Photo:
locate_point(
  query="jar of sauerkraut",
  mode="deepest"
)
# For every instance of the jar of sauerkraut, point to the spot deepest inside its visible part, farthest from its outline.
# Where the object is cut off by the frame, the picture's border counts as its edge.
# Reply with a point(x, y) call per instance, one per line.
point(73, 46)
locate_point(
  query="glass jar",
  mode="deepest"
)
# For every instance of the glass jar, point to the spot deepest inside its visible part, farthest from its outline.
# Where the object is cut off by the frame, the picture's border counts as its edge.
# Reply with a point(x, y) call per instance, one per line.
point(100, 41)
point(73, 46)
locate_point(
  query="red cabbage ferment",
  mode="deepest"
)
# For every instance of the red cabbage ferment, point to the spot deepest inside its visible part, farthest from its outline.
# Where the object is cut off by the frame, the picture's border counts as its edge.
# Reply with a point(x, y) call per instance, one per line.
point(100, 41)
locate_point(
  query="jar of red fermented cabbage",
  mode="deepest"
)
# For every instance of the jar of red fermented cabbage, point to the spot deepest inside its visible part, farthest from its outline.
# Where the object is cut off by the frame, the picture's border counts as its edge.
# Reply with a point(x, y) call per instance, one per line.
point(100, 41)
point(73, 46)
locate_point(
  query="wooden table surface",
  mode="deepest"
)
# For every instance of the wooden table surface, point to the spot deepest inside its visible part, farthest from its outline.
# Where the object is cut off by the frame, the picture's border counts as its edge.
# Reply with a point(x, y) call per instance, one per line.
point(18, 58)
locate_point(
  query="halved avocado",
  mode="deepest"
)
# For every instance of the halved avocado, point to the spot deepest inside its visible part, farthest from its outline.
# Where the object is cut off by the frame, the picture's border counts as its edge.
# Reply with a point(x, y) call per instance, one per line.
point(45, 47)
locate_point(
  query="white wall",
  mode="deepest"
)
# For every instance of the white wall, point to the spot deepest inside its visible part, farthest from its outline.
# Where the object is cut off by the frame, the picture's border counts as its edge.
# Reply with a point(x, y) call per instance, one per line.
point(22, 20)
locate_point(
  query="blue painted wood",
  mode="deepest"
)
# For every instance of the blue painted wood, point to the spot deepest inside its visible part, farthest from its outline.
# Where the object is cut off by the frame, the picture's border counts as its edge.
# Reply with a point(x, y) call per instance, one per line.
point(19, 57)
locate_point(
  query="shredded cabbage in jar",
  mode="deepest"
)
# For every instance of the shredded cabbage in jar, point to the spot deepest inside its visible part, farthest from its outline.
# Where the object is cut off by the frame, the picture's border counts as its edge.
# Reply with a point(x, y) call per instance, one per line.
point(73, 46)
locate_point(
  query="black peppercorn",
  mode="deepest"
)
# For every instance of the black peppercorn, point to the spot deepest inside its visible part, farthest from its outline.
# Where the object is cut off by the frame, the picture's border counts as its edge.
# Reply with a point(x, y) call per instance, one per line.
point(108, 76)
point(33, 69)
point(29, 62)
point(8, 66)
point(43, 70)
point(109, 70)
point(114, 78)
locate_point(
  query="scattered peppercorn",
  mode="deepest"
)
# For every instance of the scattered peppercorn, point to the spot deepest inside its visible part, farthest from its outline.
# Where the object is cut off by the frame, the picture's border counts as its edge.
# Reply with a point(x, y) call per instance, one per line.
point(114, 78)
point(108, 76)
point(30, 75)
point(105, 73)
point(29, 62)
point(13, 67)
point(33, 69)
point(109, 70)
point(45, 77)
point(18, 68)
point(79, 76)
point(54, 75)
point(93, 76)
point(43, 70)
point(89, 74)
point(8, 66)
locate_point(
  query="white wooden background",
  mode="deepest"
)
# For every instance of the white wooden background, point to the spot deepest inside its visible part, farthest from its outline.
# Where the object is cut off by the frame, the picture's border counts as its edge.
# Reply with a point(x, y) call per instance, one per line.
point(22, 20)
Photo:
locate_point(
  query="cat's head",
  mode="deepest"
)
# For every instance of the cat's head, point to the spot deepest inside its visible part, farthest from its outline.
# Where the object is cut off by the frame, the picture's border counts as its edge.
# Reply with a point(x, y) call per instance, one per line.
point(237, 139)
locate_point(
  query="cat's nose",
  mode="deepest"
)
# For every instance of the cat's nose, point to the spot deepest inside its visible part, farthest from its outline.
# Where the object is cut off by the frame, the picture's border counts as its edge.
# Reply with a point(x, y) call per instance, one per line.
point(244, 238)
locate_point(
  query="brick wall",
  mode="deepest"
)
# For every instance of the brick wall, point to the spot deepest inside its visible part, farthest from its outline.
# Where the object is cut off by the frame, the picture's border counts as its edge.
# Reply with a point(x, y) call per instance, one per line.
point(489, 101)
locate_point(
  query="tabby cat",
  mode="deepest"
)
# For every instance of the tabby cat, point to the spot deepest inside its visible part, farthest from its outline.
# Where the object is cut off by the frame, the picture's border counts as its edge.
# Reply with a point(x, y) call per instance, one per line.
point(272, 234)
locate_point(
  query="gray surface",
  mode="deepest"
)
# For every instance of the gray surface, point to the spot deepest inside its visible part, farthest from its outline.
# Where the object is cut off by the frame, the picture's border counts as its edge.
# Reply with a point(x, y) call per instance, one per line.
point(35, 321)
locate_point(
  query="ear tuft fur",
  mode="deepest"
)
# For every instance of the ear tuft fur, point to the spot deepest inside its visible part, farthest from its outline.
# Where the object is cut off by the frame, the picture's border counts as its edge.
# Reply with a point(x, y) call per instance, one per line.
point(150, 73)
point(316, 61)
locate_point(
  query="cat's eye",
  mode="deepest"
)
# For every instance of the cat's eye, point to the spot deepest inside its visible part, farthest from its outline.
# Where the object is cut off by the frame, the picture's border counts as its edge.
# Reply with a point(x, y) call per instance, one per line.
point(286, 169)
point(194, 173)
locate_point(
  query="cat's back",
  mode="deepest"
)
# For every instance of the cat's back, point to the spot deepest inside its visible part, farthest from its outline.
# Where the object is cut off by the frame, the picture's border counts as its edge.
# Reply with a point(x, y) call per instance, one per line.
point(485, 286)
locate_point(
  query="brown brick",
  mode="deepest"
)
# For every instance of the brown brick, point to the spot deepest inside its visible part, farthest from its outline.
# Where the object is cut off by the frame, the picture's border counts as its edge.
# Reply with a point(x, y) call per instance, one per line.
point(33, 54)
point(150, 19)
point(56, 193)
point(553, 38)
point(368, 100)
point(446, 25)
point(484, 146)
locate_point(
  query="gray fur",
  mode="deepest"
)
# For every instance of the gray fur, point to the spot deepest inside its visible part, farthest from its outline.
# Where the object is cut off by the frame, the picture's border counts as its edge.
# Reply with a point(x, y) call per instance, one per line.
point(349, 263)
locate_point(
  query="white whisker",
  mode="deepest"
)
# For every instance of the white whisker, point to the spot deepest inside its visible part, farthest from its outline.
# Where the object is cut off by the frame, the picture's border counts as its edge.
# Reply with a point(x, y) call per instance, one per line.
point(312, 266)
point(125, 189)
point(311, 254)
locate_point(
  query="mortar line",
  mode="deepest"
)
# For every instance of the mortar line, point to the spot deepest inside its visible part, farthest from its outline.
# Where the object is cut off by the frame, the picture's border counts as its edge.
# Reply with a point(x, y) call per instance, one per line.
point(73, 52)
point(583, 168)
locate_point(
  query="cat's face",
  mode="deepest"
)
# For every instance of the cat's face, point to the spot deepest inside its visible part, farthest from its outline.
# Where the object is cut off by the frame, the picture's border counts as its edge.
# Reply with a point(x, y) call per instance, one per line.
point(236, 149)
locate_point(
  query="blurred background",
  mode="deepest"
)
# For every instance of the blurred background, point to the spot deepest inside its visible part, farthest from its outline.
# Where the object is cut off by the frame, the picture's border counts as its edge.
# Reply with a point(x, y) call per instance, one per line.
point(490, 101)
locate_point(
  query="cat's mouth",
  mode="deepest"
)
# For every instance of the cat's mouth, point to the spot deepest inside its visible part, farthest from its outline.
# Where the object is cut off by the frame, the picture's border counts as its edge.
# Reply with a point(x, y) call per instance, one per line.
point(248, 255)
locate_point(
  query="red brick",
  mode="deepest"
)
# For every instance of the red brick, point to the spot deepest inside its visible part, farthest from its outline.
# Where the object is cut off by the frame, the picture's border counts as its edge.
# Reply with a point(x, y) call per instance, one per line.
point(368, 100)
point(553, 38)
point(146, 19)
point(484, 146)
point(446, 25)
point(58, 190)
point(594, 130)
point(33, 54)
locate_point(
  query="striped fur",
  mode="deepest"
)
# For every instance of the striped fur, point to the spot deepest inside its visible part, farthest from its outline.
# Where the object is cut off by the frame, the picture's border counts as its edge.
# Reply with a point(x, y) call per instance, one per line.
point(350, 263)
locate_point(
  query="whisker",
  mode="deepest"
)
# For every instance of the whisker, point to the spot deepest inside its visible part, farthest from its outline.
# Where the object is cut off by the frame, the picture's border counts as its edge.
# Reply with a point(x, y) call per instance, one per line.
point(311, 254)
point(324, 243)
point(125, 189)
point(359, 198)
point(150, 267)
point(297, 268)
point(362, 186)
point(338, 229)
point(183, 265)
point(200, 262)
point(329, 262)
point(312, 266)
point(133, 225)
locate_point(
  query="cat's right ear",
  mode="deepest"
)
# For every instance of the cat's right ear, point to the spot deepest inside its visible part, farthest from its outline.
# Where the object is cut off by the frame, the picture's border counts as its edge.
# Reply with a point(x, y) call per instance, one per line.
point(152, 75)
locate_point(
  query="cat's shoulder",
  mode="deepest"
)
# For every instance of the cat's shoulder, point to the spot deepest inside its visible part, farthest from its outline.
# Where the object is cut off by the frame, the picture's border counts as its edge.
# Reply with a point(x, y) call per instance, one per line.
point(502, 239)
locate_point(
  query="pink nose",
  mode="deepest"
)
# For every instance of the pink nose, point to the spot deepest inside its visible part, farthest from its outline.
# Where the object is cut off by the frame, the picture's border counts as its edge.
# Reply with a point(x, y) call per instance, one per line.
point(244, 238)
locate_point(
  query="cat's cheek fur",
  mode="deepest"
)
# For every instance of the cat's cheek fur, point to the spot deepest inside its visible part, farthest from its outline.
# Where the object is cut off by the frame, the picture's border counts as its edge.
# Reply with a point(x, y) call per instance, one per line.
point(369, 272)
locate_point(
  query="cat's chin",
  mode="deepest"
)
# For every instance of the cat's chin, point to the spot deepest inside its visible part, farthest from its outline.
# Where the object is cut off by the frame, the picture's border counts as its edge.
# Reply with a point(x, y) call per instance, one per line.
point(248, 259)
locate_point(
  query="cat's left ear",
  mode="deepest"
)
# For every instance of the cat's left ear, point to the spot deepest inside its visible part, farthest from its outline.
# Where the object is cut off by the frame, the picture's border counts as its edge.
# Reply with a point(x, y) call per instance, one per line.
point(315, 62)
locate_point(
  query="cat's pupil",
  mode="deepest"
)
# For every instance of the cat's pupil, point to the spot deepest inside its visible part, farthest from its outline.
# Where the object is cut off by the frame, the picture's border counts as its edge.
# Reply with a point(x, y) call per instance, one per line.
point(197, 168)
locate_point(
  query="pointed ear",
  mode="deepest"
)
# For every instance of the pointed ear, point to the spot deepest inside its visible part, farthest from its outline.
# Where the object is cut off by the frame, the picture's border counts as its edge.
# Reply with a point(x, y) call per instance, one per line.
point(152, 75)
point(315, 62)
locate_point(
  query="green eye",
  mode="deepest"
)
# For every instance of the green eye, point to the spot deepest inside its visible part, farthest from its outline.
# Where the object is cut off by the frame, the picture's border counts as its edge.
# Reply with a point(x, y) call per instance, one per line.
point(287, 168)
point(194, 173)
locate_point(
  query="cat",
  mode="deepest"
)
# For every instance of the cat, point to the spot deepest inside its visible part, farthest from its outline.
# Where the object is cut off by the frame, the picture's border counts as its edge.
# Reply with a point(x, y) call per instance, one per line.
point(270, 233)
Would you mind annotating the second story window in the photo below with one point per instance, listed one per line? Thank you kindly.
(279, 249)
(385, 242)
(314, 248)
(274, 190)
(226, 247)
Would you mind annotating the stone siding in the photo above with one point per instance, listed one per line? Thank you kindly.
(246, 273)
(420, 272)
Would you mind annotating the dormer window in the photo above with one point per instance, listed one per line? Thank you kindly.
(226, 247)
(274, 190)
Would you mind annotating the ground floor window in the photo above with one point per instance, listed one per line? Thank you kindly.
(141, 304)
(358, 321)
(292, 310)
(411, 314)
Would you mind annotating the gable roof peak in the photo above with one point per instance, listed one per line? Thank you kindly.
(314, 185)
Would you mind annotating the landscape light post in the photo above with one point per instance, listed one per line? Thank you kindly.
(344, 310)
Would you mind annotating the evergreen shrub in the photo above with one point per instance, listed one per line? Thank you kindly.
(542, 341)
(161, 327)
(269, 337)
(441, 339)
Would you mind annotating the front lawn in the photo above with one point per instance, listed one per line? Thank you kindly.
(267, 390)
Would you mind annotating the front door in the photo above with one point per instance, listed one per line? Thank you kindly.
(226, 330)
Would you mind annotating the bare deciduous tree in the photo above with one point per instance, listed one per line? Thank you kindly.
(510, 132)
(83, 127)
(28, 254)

* Problem statement: Retype every line of the listing, word for word, from its opening line to the line that holds "# For every instance of the jar of red", and include that last line too.

* Output of the task:
Photo:
locate_point(
  query="jar of sauerkraut",
  mode="deepest"
)
# For every instance of the jar of sauerkraut, point to the spot deepest inside its visible part, farthest from its outline.
# Where the object is cut off by the frame, the picture's border counts as its edge.
# Reply with a point(x, y) call per instance, one per line.
point(73, 46)
locate_point(
  query="glass jar",
  mode="deepest"
)
# For every instance of the glass jar, point to the spot deepest inside its visible part, farthest from its outline.
# Where the object is cut off by the frame, the picture's border counts as its edge.
# Reply with a point(x, y) call per instance, one per line.
point(100, 41)
point(73, 46)
locate_point(
  query="red cabbage ferment",
  mode="deepest"
)
# For every instance of the red cabbage ferment, point to the spot deepest inside its visible part, farthest from its outline.
# Where the object is cut off by the frame, the picture's border counts as its edge.
# Reply with a point(x, y) call per instance, one per line.
point(100, 41)
locate_point(
  query="jar of red fermented cabbage",
  mode="deepest"
)
# For every instance of the jar of red fermented cabbage, point to the spot deepest inside its visible part, farthest from its outline.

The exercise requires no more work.